#### EXTRAIT
--------

La France maltraite la liberté de la presse

Par le 24 octobre 2010

Publié par RSF le 20 octobre, le classement annuel mondial de la liberté de la presse fait figurer la France à une misérable 44e place. Basée sur une période allant de septembre 2009 à septembre 2010, l’enquête met en lumière une situation alarmante pour la patrie des Droits de l’Homme. Précisions et explications.

Commençons par une devinette : Je fais partie des cinq premiers exportateurs d’armes de la planète, je suis considéré comme une grande puissance mondiale, et je suis 44ème au classement 2010 de la liberté de la presse, qui suis-je ? Non, il ne s’agit pas de la Russie, ni de la Chine, mais bien de la France !

--------

#### EXERCICES À FAIRE
1. Recopiez le passage de l'article sur la liberté de la presse qui commence aux mots « Par le 24 octobre » et s'arrête après « de la France ! ».
2. Poursuivez l'article sur la liberté de la presse en France à partir de sa dernière phrase.
Les lignes ci-après n'ont aucun lien avec l'article.

#### EXTRAIT SOURCE
--------

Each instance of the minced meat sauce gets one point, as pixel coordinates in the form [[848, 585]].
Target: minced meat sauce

--------

#### RÉSULTATS
1.
Par le 24 octobre 2010

Publié par RSF le 20 octobre, le classement annuel mondial de la liberté de la presse fait figurer la France à une misérable 44e place. Basée sur une période allant de septembre 2009 à septembre 2010, l’enquête met en lumière une situation alarmante pour la patrie des Droits de l’Homme. Précisions et explications.

Commençons par une devinette : Je fais partie des cinq premiers exportateurs d’armes de la planète, je suis considéré comme une grande puissance mondiale, et je suis 44ème au classement 2010 de la liberté de la presse, qui suis-je ? Non, il ne s’agit pas de la Russie, ni de la Chine, mais bien de la France !

2.
Alors qu’elle se plaçait au onzième rang en 2002, la voilà rétrogradée bien loin des pays scandinaves, de la Suisse et des Pays-bas qui arrivent à égalité en tête. Ce qui fait dire à J-F. Julliard, secrétaire général de Reporters sans frontières, que « dans beaucoup de pays, le gouvernement français n’est plus considéré comme respectueux de la liberté d’information. »

Un florilège d’entraves

Différentes affaires ont ainsi pénalisé la France :

 La réforme de l’audiovisuel public, avec la nomination en juillet de Rémy Pflimlin à la tête de la chaîne publique France Télévisions, par le Président de la République, Nicolas Sarkozy.

 La violation du secret des sources, protégé par la loi du 4 juillet 2010. Affaire dans laquelle les services de police (sur ordre de l’Elysée?) ont procédé à l’identification d’une source du journal Le Monde, lequel a porté plainte contre X.

 La mise en examen d’un journaliste de rue89, accusé de recel pour avoir diffusé sur Internet une vidéo off de Nicolas Sarkozy.

 Les intimidations politiques récurrentes, notamment concernant l’affaire Bettencourt. Le porte parole de l’UMP, Dominique Paillé, a ainsi déclaré à propos du journaliste Edwy Plenel qu’il « a sur les mains quelque chose qui n’est pas du sang mais s’y apparente »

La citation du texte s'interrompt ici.